[Exercise]:
The lines to reproduce run from the one containing "positive clicks: (361, 197) (403, 193)" through the final line of the entries; write them out exactly and add nothing.

-*-*-

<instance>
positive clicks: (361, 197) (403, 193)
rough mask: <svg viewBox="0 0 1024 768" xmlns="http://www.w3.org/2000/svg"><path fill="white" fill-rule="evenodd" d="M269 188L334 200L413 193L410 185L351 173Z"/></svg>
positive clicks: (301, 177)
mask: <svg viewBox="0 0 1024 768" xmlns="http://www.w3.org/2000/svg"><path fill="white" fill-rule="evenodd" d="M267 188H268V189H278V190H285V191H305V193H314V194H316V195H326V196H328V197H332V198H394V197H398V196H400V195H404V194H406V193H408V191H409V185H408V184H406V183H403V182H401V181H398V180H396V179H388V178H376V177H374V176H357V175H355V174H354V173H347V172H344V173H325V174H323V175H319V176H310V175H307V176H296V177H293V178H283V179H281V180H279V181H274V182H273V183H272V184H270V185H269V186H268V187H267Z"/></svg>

-*-*-

[Your solution]:
positive clicks: (361, 197) (403, 193)
rough mask: <svg viewBox="0 0 1024 768" xmlns="http://www.w3.org/2000/svg"><path fill="white" fill-rule="evenodd" d="M269 188L334 200L413 193L410 185L351 173Z"/></svg>
positive clicks: (301, 177)
mask: <svg viewBox="0 0 1024 768" xmlns="http://www.w3.org/2000/svg"><path fill="white" fill-rule="evenodd" d="M267 188H268V189H278V190H285V191H305V193H314V194H316V195H326V196H328V197H332V198H394V197H398V196H400V195H404V194H406V193H408V191H409V185H408V184H406V183H403V182H401V181H398V180H396V179H388V178H376V177H374V176H357V175H355V174H354V173H347V172H344V173H325V174H323V175H319V176H310V175H307V176H296V177H293V178H283V179H281V180H279V181H274V182H273V183H272V184H270V185H269V186H268V187H267Z"/></svg>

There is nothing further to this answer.